● **The problem**: Count the lines in the material below that contain the string "shirt", with case significant. Reply with the number alone.
————
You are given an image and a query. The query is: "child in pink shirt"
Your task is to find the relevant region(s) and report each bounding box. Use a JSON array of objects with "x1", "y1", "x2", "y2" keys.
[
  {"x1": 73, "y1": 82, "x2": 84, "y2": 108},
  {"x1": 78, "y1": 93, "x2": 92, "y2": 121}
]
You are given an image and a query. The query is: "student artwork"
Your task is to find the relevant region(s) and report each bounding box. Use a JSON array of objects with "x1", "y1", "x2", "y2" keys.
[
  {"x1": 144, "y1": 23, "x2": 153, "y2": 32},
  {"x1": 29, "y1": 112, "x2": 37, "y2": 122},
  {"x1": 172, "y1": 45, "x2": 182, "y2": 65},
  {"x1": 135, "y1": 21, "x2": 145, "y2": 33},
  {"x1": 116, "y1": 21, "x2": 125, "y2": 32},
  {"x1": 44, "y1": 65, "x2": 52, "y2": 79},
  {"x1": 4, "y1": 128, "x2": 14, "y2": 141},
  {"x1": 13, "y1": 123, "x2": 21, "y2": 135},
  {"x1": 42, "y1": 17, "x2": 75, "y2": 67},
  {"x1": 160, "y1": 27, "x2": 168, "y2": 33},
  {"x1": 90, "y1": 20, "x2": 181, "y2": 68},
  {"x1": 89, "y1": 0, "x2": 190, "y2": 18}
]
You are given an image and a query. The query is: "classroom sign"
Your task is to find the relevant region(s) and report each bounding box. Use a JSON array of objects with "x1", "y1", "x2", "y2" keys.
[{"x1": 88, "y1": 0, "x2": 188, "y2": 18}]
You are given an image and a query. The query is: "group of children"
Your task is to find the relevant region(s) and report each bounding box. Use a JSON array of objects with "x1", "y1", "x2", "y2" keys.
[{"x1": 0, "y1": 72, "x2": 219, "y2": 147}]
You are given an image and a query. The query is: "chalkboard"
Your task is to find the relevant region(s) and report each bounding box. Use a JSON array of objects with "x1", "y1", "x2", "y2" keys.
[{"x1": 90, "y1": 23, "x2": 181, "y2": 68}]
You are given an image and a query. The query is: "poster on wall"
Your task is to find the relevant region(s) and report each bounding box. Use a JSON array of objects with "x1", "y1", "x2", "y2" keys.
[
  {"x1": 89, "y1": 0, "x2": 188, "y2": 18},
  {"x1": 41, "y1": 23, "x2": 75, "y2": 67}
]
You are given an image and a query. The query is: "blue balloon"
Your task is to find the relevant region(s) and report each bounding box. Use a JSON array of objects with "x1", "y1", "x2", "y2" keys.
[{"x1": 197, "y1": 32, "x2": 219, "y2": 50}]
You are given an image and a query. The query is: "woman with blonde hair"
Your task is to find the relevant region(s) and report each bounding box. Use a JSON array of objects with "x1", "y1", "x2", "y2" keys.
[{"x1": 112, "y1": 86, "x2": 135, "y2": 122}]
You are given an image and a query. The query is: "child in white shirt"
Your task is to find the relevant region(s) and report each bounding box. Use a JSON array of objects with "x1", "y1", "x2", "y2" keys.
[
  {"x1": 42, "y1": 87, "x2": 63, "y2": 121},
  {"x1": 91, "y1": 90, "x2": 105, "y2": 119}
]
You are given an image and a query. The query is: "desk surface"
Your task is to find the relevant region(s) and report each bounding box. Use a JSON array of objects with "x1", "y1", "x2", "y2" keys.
————
● **Response below**: 2